THE DATA

◆ ◆ ◆ ◆ ◆

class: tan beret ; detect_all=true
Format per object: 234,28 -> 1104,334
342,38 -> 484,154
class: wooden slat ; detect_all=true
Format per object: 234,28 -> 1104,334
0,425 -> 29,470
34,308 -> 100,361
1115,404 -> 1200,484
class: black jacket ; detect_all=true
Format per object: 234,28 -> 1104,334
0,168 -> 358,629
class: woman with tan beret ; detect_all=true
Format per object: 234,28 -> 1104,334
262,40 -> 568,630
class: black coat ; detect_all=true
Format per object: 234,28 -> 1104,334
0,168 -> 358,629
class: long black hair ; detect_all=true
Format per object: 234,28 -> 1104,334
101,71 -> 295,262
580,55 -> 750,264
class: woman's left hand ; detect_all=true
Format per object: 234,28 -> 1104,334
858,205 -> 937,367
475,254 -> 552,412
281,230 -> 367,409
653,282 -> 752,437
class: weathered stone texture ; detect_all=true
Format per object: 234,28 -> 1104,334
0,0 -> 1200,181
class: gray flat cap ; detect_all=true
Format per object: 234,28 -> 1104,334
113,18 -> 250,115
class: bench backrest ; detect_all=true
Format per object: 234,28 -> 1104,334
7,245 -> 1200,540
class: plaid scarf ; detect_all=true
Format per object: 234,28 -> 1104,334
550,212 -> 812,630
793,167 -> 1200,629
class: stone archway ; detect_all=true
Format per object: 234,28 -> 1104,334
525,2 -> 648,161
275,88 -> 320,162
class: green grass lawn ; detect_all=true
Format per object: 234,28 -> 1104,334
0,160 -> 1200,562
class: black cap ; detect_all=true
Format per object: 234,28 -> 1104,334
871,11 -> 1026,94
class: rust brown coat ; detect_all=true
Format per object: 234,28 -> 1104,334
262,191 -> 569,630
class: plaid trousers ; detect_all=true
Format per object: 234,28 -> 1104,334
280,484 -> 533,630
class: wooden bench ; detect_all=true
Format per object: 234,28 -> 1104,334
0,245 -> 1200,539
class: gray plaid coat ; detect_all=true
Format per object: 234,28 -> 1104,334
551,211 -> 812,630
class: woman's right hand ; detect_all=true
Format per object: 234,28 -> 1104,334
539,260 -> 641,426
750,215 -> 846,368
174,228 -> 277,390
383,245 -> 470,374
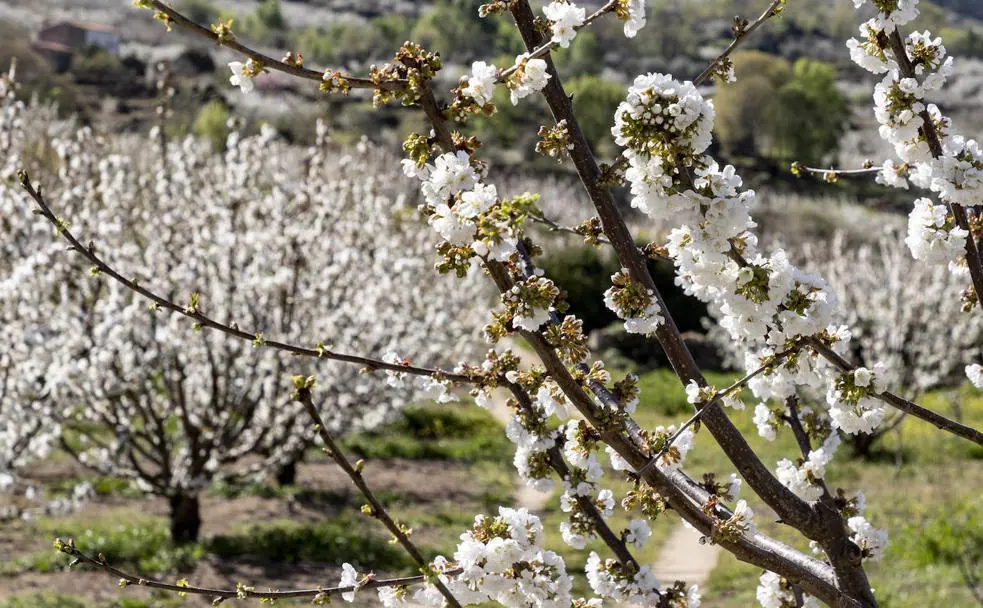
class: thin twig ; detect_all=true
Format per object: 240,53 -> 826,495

◆ ◆ ◆ ◆ ◆

Recast all of the material above as a numbered list with one line per entry, omitting any blank lines and leaving the pictures out.

1. class: tan beret ; detect_all=true
2. Format per object: 234,28 -> 1104,334
3. 342,38 -> 484,154
4. class: wooden slat ; detect_all=true
5. Format per object: 234,28 -> 1104,334
6. 0,425 -> 29,470
7. 34,308 -> 100,361
8. 1115,404 -> 1200,484
9. class: black jacket ; detect_all=true
10. Format per object: 234,28 -> 1104,334
11. 0,168 -> 358,629
12. class: woman with tan beret ; detect_all=true
13. Format per object: 234,28 -> 1104,334
14. 262,40 -> 568,630
15. class: black coat ; detect_all=true
16. Format per object: 234,28 -> 1104,334
17. 0,168 -> 358,629
18. class: long black hair ; detect_all=true
19. Format per object: 234,28 -> 1104,334
20. 101,71 -> 295,262
21. 580,55 -> 750,264
22. class: woman's left hand ; detect_all=true
23. Format per object: 234,28 -> 1104,334
24. 858,205 -> 937,367
25. 475,254 -> 552,412
26. 281,230 -> 367,409
27. 653,282 -> 752,437
28. class: weathered stone texture ; detect_all=true
29. Format per object: 234,28 -> 1104,334
30. 0,0 -> 1200,181
31. class: gray flat cap ; detect_all=true
32. Format per object: 234,28 -> 1104,334
33. 113,18 -> 250,115
34. class: bench backrest ; detect_all=true
35. Format per object: 234,28 -> 1104,334
36. 7,245 -> 1200,540
37. class: plaid scarf ; detect_all=true
38. Format per object: 234,28 -> 1104,334
39. 550,212 -> 812,630
40. 793,167 -> 1200,629
41. class: stone archway ; detect_all=true
42. Format per object: 234,28 -> 1104,334
43. 525,2 -> 648,161
44. 275,88 -> 320,162
45. class: green grass lawn ; detect_all=true
46. Format per object: 234,28 -> 1104,334
47. 0,160 -> 1200,562
48. class: black cap ; detect_all=true
49. Format per object: 234,28 -> 1104,334
50. 871,11 -> 1026,94
51. class: rust brown coat ; detect_all=true
52. Format per object: 234,28 -> 1104,334
53. 262,191 -> 569,630
54. class: plaid trousers ; detect_all=true
55. Format per object: 234,28 -> 1104,334
56. 280,484 -> 533,630
57. class: wooden bench ; detect_all=true
58. Format per object: 234,28 -> 1104,334
59. 0,245 -> 1200,539
60. class: gray plaid coat ; detect_all=true
61. Format per object: 234,28 -> 1104,334
62. 551,211 -> 812,630
63. class: woman's right hand ; detect_all=true
64. Format per object: 234,28 -> 1104,334
65. 539,260 -> 641,426
66. 750,215 -> 846,368
67. 174,228 -> 277,390
68. 383,245 -> 470,374
69. class: thin twig ; detect_all=true
70. Format per object: 240,53 -> 826,495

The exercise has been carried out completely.